# A complicated move back to Ireland



## pj9999 (24 Feb 2006)

Going thro a difficult spot, and would appreciate any views on my situation.

I'm a 35yo man and I've been living and working in the UK since I was 20.
However my health has started to deteriorate, and I'm thinking about returning to Ireland where I would have the support of my family.

Coincidentally I've got the option to take voluntary redundancy in the next few months.That would add to reasonable savings that I've already got.
I'm not averse to spending my savings if I go back to Ireland (with health issues it'd probably be difficult for me to get a job). I don't want to end up broke however.

I'm supposing that my financial outlook would be a lot bleaker in Ireland... in terms of potential sickness benefits, pension, god knows what else... hell... I'm struggling to think what else I should be thinking about. 

I'd really appreciate a few intelligent comments, anything that'd help me to figure out what sort of things I should be thinking about. 

rgds
P


----------



## Berni (24 Feb 2006)

pj9999 said:
			
		

> I'm supposing that my financial outlook would be a lot bleaker in Ireland... in terms of potential sickness benefits, pension, god knows what else... hell... I'm struggling to think what else I should be thinking about.



Your National Insurance contributions in the UK would be reconable for benefit in this country, see here http://www.welfare.ie/schemes/employer/ec.html
You should get the forms it mentions from the equivalent UK office before you leave.


----------



## CCOVICH (24 Feb 2006)

This might be of some relevance.


----------



## Marie (24 Feb 2006)

_I'm supposing that my financial outlook would be a lot bleaker in Ireland... in terms of potential sickness benefits, pension, god knows what else... hell... I'm struggling to think what else I should be thinking about._

Not necessarily bleaker!  You are not voluntarily stopping work and making yourself unemployed so you have full entitlement for social services support in RoI as you would in the UK.  I understood EU citizens are entitled _to _all benefits in any member state?  Perhaps someone on the Irish side can confirm.  For example had I managed to relocate from UK to Ireland to nurse my mother in her last years I would have been immediately entitled to carers' allowance from the State.  If your health requires you to have a carer your carer who might be a family member would be entitled to that.  Use the 'Search' button on the menu at top of page to find earlier threads on social benefits.
* * * * * * * * *
- Tasks to perform -
1. Reproduce everything in the thread on moving back to Ireland from "Going thro a" down to "of my family.", word for word.
2. Carry the thread on moving back to Ireland forward from the point where it stops.

- Dataset entries -
* * * * * * * * *
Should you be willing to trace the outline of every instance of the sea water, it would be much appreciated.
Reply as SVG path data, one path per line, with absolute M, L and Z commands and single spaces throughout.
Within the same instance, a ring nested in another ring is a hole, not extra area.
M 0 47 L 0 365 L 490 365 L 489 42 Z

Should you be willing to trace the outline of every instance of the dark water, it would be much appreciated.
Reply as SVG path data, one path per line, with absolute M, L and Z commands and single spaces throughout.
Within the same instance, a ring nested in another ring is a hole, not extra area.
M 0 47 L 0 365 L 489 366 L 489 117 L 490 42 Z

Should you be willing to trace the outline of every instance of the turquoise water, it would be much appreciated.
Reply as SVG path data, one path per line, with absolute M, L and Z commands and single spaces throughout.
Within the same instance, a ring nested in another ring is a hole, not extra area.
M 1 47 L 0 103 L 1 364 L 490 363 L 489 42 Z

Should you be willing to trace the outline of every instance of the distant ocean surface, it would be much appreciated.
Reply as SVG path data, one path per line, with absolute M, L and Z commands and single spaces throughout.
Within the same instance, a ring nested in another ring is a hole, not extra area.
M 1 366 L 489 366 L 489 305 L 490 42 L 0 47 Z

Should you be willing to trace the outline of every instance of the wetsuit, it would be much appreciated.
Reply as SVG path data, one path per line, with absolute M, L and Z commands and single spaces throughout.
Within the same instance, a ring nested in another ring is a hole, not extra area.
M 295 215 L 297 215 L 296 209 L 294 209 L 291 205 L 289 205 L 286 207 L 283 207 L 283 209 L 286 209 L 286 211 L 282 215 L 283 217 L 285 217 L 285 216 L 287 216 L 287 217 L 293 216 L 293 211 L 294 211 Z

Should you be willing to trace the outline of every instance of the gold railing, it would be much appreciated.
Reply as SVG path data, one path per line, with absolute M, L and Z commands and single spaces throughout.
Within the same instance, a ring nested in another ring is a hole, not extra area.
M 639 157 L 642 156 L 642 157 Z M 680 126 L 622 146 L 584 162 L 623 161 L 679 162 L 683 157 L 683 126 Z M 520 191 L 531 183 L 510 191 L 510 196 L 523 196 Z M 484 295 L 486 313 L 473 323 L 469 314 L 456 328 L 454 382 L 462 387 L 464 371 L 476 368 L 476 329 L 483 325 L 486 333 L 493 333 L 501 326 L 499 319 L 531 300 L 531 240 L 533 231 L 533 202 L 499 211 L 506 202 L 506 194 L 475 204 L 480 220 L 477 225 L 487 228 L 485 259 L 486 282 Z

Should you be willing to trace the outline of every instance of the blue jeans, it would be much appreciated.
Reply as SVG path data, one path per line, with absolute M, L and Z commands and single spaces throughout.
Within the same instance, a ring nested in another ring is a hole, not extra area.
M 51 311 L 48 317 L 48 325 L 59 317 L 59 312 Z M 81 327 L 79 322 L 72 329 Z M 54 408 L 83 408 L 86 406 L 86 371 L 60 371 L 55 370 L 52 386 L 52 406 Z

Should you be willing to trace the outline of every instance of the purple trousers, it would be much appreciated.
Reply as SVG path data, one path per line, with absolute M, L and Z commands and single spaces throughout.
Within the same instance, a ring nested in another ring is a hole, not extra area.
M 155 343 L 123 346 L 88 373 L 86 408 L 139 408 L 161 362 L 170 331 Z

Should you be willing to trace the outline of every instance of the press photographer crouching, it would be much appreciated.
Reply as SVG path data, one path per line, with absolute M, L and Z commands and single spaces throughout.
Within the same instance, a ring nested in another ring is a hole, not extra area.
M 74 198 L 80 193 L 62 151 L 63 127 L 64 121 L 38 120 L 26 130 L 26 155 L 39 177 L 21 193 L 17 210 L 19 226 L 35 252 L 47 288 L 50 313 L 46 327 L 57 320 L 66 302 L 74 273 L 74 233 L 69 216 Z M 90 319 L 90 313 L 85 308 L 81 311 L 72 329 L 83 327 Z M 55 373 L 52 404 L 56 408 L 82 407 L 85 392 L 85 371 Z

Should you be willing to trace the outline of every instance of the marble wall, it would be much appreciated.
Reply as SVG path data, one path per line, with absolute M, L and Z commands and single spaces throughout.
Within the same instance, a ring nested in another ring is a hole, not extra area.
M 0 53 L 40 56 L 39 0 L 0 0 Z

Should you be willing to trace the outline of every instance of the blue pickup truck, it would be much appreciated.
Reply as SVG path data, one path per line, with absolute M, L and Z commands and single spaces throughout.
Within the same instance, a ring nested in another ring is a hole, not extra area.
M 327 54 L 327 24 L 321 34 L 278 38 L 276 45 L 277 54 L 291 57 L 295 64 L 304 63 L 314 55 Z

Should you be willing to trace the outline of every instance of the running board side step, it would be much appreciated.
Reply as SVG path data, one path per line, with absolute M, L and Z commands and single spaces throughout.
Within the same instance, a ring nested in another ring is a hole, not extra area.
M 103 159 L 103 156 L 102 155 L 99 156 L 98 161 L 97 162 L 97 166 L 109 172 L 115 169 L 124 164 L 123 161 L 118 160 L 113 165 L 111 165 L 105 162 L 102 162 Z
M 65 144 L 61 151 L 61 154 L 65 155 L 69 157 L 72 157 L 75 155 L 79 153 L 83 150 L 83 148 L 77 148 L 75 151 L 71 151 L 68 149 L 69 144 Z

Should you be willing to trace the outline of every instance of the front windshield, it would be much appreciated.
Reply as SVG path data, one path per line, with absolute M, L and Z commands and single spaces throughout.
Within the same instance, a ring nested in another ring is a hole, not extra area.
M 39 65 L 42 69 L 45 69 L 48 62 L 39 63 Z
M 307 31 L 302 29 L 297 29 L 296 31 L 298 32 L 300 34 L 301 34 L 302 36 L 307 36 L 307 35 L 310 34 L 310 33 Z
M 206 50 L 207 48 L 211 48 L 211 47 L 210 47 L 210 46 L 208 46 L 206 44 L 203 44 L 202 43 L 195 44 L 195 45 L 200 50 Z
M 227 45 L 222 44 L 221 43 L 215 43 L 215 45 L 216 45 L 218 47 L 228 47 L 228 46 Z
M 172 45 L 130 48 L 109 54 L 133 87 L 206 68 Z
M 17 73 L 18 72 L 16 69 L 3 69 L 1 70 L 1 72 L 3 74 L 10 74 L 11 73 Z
* * * * * * * * *
- Answers for this exercise -
1.
Going thro a difficult spot, and would appreciate any views on my situation.

I'm a 35yo man and I've been living and working in the UK since I was 20.
However my health has started to deteriorate, and I'm thinking about returning to Ireland where I would have the support of my family.

2.
One thing that would ease the transition and make everything less stressful for you would be to discuss with your GP or specialist in the UK providing a full report on your health (and get her/him to give you a copy).  I would (were I you) explore with your GP/specialist the doctors, centres and services you need in Ireland and possibly get the UK services to formally refer you.  I work in the NHS in the UK and know from my experiences of referrals from outside that if these steps were taken in advance treatment would be smoother and safer.  It will take some time and energy but will save both in the long run.  All the best with it and look forward to hearing how you get on.


----------



## ivuernis (25 Feb 2006)

Sorry to hear about your situation pj9999. As the previous poster said moving back to Ireland might not necessarily be financially any worse off than staying in the UK. Plus, if you have the support of your firmly here then that might be of more benefit to you than any financial benefits of staying in the UK. 

Perhaps you should seek some independent financial advice to look into the ways you could put your savings (and any potential redundancy) to positive use with which you may be able to use to supplement any benefits you will also be entitled to. 

Hope things work out for you.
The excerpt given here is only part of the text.